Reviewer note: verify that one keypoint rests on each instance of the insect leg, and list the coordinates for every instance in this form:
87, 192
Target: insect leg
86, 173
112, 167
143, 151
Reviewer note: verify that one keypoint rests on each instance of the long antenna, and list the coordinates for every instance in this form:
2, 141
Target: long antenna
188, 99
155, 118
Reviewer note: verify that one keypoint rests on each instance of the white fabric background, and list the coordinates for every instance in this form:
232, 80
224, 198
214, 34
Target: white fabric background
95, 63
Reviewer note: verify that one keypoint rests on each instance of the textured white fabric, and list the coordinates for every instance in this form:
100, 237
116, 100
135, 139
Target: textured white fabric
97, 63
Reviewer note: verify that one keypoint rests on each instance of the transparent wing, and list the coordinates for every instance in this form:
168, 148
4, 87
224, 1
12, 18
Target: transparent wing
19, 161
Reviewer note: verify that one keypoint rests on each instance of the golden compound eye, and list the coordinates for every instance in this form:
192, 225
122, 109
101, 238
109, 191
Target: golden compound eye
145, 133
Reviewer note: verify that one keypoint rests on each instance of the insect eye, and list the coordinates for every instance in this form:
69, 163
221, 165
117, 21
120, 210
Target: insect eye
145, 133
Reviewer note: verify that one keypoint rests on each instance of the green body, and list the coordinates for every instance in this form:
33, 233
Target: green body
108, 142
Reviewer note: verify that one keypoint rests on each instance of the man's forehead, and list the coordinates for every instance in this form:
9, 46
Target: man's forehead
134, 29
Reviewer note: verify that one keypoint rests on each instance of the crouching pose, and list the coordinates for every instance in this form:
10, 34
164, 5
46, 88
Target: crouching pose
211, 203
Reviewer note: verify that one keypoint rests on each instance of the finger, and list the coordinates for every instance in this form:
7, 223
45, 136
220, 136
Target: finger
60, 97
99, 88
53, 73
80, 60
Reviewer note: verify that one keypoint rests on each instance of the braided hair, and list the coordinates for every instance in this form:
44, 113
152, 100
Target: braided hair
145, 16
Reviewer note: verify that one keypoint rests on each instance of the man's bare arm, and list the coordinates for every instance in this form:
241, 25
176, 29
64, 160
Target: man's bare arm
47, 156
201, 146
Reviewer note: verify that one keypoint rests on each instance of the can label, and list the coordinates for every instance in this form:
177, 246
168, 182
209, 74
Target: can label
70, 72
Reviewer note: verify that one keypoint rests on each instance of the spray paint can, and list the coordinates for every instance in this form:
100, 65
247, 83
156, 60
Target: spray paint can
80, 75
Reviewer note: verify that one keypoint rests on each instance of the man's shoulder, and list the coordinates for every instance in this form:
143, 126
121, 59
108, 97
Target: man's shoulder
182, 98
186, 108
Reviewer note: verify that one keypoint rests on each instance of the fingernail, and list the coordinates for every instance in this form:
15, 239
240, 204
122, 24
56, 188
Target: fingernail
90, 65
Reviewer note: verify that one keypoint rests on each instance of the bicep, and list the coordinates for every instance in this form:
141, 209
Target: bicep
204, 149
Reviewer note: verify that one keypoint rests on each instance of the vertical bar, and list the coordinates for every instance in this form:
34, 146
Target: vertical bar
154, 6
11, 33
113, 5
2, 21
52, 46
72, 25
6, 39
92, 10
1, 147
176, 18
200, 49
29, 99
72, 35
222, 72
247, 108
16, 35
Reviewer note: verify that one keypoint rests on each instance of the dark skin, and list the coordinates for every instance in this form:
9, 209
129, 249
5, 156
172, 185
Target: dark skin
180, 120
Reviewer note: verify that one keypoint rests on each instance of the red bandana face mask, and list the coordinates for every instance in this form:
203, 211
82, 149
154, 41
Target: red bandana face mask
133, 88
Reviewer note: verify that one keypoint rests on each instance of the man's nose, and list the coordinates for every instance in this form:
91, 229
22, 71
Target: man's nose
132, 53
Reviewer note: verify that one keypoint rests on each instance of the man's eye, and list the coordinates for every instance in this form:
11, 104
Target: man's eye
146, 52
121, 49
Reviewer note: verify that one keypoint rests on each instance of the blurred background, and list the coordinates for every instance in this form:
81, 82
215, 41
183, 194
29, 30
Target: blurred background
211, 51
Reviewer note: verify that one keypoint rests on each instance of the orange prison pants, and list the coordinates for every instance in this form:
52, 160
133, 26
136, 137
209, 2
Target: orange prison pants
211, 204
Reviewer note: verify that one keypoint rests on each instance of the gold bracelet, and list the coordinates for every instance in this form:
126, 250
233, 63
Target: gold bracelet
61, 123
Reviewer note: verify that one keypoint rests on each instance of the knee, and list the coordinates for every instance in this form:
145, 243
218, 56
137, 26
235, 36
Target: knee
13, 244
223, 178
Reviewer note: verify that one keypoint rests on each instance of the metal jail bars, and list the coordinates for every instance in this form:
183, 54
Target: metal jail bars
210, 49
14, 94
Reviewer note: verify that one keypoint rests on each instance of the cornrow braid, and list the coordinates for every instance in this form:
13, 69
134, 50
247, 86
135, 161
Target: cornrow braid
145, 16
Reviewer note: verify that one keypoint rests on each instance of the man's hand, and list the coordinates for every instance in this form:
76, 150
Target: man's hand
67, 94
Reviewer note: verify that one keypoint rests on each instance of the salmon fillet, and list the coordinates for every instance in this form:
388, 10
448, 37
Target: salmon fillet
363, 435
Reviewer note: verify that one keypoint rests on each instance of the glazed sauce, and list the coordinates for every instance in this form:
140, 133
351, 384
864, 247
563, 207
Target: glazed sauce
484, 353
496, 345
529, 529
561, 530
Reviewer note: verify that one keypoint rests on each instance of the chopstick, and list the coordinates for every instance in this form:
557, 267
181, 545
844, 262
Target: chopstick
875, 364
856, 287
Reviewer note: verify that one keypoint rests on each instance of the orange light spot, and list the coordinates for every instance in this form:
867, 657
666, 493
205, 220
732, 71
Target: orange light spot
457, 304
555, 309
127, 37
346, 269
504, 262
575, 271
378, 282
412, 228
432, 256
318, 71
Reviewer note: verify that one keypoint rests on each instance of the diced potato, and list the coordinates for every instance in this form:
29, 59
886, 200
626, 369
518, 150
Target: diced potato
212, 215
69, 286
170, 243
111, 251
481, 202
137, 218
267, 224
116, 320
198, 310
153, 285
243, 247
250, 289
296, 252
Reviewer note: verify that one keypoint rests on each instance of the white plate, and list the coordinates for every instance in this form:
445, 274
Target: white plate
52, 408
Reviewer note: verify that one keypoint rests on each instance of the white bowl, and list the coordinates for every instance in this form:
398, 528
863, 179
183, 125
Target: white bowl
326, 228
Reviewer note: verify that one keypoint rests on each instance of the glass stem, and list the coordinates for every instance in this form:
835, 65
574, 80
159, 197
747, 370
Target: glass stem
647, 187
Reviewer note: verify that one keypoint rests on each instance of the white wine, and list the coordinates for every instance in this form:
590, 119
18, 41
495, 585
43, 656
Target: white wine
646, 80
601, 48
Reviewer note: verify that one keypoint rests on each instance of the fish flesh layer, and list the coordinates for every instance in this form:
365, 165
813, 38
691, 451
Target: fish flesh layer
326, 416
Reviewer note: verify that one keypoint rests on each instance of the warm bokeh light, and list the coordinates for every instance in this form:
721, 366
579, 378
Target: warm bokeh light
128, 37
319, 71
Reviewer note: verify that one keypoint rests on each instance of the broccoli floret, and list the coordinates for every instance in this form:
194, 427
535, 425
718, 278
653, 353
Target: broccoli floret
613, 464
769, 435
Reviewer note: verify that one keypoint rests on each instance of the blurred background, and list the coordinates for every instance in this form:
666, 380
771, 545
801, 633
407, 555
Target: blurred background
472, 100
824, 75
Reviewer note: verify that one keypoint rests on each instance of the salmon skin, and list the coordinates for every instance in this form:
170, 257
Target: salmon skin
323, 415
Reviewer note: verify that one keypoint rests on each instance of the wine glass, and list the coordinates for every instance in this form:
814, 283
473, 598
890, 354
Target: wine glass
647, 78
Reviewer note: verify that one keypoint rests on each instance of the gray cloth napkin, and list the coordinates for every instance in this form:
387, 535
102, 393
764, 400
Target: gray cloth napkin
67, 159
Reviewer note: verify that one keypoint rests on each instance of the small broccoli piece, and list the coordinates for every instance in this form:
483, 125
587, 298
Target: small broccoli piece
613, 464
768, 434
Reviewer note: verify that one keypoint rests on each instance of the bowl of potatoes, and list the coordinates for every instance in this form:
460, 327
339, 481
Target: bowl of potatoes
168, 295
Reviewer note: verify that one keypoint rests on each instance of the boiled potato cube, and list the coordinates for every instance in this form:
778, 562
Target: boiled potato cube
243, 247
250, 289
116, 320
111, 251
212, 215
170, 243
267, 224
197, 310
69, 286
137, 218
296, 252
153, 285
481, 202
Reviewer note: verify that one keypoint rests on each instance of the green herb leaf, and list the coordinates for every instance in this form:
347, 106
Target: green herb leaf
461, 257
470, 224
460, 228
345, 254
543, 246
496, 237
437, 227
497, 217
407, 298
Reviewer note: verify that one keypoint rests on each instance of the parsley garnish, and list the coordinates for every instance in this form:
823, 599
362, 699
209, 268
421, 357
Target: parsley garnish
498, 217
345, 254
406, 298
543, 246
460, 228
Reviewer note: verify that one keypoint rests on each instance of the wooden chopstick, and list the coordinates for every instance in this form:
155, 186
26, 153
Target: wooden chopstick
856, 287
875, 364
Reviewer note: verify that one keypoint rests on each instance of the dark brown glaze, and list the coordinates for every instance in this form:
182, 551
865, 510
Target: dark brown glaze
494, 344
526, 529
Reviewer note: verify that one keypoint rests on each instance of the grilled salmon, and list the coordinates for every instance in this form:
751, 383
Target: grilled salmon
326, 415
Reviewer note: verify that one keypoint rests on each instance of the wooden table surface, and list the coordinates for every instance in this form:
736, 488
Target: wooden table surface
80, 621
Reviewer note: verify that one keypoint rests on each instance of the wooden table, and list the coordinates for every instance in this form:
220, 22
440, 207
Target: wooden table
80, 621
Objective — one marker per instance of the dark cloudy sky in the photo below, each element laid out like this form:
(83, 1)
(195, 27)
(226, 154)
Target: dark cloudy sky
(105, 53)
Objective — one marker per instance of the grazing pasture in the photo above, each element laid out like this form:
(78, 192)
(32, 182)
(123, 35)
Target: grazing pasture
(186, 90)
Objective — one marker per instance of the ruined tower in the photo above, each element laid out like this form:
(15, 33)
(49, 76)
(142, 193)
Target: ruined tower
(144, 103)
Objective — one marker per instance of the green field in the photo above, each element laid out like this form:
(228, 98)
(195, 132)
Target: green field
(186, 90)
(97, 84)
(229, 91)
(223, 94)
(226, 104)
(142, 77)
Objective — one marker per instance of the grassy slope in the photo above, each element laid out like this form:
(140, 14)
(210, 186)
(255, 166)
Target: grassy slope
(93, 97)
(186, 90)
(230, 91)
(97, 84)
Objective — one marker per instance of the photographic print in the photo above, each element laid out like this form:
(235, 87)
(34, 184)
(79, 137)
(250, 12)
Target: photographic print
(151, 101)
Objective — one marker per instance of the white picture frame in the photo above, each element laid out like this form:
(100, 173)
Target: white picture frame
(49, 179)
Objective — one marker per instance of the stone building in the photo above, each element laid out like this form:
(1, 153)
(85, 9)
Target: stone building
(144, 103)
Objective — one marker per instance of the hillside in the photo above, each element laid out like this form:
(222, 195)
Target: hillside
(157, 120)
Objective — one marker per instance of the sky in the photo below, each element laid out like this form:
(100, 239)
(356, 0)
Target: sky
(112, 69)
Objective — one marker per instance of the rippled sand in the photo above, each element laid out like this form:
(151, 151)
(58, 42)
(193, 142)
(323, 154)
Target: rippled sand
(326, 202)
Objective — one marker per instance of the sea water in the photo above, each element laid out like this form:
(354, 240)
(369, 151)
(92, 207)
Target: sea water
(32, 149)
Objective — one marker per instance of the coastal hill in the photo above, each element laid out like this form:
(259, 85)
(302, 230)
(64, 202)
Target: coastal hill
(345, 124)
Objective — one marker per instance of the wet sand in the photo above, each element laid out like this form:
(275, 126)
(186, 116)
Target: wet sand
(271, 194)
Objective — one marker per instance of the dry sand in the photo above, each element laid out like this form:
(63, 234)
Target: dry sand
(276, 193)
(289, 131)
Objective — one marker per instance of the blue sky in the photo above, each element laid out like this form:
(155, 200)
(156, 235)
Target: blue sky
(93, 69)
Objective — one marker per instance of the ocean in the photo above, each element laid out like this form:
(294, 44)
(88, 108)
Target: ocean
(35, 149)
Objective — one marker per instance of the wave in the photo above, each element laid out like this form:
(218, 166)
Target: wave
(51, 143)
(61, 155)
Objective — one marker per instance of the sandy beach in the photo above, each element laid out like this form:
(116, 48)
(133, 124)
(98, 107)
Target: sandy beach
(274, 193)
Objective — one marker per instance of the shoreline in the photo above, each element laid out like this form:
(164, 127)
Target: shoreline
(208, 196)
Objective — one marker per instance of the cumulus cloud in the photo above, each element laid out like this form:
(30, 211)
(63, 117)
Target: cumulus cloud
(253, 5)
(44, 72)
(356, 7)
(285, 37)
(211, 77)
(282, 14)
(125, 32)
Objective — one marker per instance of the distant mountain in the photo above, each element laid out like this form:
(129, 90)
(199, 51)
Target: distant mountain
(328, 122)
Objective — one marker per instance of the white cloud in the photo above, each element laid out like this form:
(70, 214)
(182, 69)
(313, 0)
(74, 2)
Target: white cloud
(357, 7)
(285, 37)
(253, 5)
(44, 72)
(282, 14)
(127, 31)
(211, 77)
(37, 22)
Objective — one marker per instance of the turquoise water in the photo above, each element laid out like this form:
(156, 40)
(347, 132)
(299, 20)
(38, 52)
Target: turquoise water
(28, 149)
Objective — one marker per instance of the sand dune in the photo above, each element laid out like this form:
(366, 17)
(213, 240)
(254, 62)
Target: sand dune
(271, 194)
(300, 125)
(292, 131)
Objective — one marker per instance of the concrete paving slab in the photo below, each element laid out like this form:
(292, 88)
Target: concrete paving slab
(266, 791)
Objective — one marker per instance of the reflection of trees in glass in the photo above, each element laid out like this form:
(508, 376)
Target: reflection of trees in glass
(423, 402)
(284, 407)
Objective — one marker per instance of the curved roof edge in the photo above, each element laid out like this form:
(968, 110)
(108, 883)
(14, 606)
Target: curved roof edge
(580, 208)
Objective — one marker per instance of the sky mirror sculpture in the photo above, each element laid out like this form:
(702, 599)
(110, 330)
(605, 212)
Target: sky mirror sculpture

▶ [Work to be completed] Looking at the entries above, work out how many lines contain "mirror", then reply with that number and no other words.

▶ [Result of this exercise] 2